## Selected excerpt
Ceuta, however, was the vital link between Muslim Africa and Spain. Two miles to the west of it rises the rounded peak of Jabal Mūsā (Mount Abyla), named after Mūsā bin Nuṣayr, Tāriq's superior, below which lay a fertile district called Balyūnish, containing abundant streams and productive orchards. In medieval times the whole city of Ceuta was surrounded by gardens, orchards and trees producing fruit in abundance. Sugar-cane and citron trees flourished and the fruits were transported from the district of Balyūnish into the interior. The city of Ceuta was built on seven small hills connected one with another. It was a walled city, possessing nine towers and a gate on its western side facing the hinterland. This side was additionally protected by a curtain wall and a fosse. The city was well populated and was almost a mile from west to east, occupying a peninsula shut in by the sea on every side except the west. Many of the finest buildings, including the “Cathedral Mosque” and the centre of government, were in the south of the city. The east of the peninsula was commanded by a mountain known as Jabal Manīyah or Jabal Mīnah, covered with defence walls and other fortifications, built by al-Manṣūr, minister of the Umayyad ruler Hishām II, it having at that time been chosen as an alternative site for the city. Ceuta boasted an excellent harbour and was an important trading centre for the African interior. There was a market for sorting, polishing, piercing and fashioning coral, which was transported abroad, the greater part to the kingdom of Ghānah in the Sudan. Many steam baths were to be found in the city, sea water being used, as fresh water was precious; and there were many traces of the earlier Byzantine city which had flourished before the Arab conquest.
While Ibn Baṭṭūṭah was in Ceuta he suffered from an illness for three months, “but afterwards God restored me to health.” Many times during his stay and convalescence he must have gazed at the massive shape of the opposite coast named Jabal al-Fatḥ (the Mountain of the Conquest), which from boyhood he knew to be Tāriq's mountain. Its associations with the conqueror of Spain and the days of bygone splendour were well known to him. The news he had heard from men who had crossed from Andalusia filled him with anxiety for the future and impressed upon him the necessity for holy war in defence of the Muslim possessions.
When his health was restored he wished to avail himself of the opportunity to take part in the Jihād and the defence of the frontiers of Islām in Spain. “So I crossed the sea from Ceuta in a coastal craft belonging to the people of Asīlā2 and reached the land of al-Andalus where the reward of the dweller is abundant, and a recompense is laid up for the settler and the visitor.”

## What to work on
[a] Answer these questions from the passage on Ceuta above, one answer per line:
(i) How many towers did the walled city possess?
(ii) What kind of water was used in the city's steam baths?
(iii) For how long was Ibn Baṭṭūṭah ill while he was in Ceuta?
[b] From the rows below, pull out each line that contains the string "wooden".

## Stored records
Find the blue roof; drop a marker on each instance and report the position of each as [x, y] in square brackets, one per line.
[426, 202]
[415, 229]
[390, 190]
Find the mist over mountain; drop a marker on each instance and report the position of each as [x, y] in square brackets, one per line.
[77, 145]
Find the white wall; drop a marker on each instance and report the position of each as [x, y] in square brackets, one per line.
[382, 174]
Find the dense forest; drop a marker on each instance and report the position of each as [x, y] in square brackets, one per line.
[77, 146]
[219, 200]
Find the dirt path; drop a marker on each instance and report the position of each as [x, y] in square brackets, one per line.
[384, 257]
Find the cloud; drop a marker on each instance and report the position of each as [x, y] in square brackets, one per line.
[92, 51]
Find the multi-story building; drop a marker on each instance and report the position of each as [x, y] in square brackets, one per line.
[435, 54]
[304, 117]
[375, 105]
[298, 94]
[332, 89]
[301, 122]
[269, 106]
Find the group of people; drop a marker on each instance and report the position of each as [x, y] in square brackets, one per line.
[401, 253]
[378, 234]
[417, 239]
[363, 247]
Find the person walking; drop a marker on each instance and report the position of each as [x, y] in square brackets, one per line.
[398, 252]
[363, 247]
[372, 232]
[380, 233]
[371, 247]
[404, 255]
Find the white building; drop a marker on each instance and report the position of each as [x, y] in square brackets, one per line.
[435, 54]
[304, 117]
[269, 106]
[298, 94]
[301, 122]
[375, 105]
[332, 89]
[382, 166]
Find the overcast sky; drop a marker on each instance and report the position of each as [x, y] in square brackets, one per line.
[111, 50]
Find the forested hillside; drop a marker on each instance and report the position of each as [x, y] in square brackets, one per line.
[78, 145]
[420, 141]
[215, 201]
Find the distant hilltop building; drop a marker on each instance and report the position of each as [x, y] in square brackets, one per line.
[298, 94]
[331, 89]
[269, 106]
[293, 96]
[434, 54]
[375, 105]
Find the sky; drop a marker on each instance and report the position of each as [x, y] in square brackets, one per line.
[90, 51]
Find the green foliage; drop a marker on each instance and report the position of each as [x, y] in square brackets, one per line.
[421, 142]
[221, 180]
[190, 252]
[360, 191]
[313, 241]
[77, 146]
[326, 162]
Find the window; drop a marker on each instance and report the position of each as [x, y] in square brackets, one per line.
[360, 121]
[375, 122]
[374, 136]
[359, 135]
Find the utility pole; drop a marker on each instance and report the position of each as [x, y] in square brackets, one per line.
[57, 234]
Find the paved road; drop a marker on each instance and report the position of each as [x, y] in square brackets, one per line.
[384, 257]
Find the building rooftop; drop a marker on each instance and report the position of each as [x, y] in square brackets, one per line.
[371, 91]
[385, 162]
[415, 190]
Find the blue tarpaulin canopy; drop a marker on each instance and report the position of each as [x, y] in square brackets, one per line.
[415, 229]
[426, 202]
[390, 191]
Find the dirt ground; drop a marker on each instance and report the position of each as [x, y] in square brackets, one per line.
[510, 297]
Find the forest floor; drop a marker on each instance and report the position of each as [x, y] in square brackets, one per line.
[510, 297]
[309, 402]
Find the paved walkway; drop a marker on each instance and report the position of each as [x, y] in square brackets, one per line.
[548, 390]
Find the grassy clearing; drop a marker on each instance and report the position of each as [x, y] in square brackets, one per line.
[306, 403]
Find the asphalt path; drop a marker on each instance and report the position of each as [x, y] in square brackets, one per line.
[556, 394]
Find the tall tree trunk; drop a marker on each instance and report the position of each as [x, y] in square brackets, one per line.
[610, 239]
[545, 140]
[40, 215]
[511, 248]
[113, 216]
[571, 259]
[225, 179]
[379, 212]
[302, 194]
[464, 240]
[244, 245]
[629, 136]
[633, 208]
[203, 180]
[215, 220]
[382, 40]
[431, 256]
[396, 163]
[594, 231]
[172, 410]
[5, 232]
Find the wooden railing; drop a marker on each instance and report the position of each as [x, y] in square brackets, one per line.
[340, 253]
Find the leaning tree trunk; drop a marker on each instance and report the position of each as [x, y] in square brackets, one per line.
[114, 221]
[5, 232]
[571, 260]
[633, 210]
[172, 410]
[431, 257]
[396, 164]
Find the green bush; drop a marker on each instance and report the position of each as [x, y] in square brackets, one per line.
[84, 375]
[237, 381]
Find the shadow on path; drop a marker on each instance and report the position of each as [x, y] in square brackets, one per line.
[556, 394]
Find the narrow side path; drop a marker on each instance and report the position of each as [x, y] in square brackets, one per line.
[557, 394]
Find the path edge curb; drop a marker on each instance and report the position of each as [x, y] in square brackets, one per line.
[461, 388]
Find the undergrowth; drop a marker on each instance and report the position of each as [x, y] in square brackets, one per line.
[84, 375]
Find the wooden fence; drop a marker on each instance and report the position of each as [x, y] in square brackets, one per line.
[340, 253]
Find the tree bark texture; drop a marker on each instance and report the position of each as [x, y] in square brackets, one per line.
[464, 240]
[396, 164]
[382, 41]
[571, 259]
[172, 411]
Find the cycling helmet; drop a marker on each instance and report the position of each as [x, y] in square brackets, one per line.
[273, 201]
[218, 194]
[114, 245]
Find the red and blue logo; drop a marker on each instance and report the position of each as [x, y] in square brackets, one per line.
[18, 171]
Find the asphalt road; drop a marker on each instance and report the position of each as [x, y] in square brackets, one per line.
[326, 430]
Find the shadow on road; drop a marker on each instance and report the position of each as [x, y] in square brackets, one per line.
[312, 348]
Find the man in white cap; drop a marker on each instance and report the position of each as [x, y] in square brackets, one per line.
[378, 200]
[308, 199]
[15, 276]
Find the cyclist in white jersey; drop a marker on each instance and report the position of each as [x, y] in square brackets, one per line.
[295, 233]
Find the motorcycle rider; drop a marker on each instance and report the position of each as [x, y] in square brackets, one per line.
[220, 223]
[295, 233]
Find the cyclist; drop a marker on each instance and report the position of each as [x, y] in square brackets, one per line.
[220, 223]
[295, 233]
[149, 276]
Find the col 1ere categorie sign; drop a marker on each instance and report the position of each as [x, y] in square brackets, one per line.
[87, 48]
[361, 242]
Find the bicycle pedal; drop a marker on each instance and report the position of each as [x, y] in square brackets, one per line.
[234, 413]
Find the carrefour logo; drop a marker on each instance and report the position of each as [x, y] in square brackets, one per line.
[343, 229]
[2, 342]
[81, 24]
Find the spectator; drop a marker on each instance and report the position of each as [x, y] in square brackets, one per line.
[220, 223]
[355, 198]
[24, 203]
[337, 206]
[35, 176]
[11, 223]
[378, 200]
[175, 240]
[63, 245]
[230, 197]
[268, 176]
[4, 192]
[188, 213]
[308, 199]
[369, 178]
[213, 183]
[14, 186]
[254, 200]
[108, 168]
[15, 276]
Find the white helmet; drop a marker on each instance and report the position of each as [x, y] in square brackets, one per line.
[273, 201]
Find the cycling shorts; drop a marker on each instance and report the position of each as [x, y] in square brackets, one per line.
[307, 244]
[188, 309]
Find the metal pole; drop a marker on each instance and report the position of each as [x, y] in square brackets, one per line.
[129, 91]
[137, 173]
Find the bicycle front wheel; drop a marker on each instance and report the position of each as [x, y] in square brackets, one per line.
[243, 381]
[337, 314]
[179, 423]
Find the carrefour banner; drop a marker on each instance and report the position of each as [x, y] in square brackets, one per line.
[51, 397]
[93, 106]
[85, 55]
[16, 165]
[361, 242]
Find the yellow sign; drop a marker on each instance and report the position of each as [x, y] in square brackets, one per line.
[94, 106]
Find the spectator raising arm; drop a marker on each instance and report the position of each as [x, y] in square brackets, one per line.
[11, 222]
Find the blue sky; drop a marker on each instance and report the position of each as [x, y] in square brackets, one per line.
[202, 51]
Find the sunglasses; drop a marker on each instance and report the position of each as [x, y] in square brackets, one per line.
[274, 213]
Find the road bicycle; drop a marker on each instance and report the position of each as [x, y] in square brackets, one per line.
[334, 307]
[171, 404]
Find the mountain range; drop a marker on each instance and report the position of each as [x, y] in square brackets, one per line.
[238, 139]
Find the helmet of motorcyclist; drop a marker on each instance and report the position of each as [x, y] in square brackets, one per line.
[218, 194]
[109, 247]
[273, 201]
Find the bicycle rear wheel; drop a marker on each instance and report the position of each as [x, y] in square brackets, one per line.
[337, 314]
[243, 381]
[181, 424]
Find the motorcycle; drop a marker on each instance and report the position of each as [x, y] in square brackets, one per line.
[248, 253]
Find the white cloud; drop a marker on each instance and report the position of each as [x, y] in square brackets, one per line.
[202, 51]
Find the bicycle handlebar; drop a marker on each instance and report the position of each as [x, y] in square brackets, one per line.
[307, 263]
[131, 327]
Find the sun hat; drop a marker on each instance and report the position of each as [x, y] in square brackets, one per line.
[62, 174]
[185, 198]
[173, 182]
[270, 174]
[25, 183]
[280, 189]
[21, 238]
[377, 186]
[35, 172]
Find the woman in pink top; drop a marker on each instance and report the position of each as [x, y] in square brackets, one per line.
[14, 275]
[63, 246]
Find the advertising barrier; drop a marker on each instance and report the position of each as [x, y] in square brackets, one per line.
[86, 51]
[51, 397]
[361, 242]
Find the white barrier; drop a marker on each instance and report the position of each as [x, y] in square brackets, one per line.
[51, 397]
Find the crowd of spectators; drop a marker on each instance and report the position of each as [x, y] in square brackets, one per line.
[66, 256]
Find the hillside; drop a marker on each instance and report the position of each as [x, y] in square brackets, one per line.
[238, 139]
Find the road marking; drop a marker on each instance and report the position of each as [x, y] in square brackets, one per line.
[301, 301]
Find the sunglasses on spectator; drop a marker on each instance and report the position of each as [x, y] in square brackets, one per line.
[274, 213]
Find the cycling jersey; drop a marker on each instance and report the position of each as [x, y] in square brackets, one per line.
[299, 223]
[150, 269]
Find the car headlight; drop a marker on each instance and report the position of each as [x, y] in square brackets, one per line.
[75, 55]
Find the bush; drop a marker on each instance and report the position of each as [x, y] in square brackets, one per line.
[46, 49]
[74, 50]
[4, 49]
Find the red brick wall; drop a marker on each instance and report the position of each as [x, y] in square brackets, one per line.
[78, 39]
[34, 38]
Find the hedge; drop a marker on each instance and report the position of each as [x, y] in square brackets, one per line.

## Outputs by task
[a]
(i) Nine.
(ii) Sea water.
(iii) Three months.

[b]
Find the wooden railing; drop a marker on each instance and report the position of each as [x, y] in square brackets, one per line.
Find the wooden fence; drop a marker on each instance and report the position of each as [x, y] in square brackets, one per line.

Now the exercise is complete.